+++ Provided passage +++

Access earnings results, analyst expectations, report, slides, earnings call, and transcript.

Overview

The earnings call reveals mixed sentiments. While the net investment income exceeded distributions and the share repurchase program positively impacted NAV, there are concerns about increased management fees and reduced gross originations. The Q&A section highlights robust deal flow and high-quality opportunities, but management's lack of commitment to a new share repurchase program and the decline in financial metrics temper optimism. Overall, the positive elements are balanced by uncertainties, leading to a neutral prediction.

Key Financial Performance

Net Investment Income $0.46 per share during the second quarter, compared to $0.53 per share in the first quarter of 2025. The decrease was due to the expiration of the incentive fee waiver and a modest step-up in the management fee.

Gross Originations $48 million in the second quarter, compared to $166 million in the first quarter of 2025. The decline was intentional to reduce leverage and due to global trade policy changes causing market volatility.

Net Asset Value (NAV) $17.92 per share at June 30, compared to $17.96 per share at March 31. The slight decline was due to modest valuation declines in watch list names, partially offset by the share repurchase program.

+++

Given problem 1> According to the earnings call summary, what was the amount of gross originations in the second quarter?

+++ Information provided +++

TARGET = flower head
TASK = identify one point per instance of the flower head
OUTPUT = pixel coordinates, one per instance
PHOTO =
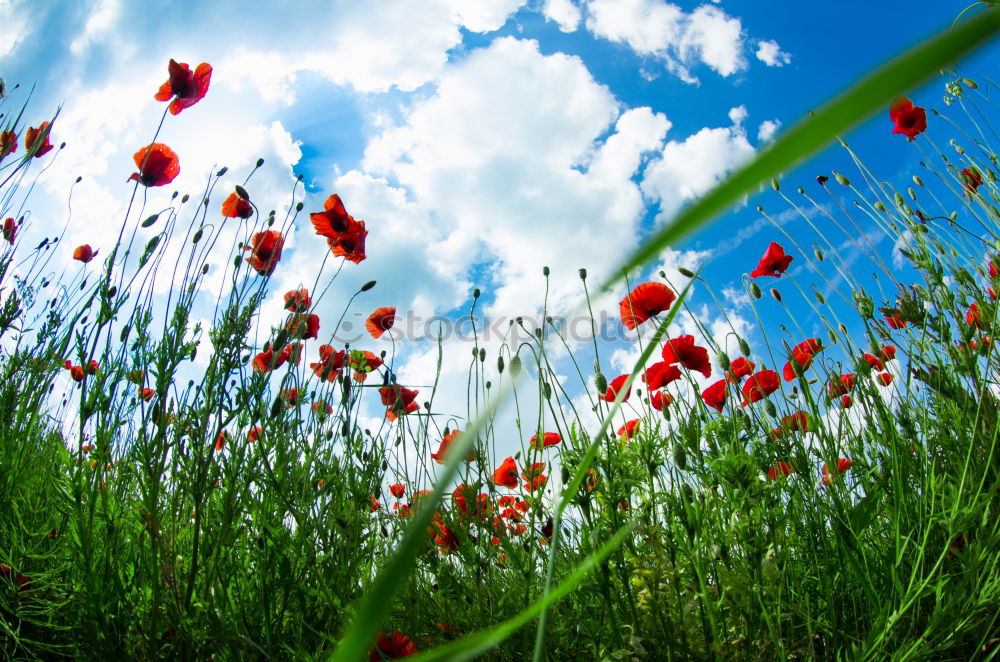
(265, 251)
(185, 87)
(773, 263)
(910, 120)
(643, 302)
(158, 165)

+++

Given problem 2> Extract each line of the rows that includes the word "flower".

Written reply 1> $48 million

Written reply 2>
TARGET = flower head
TASK = identify one point per instance of the flower head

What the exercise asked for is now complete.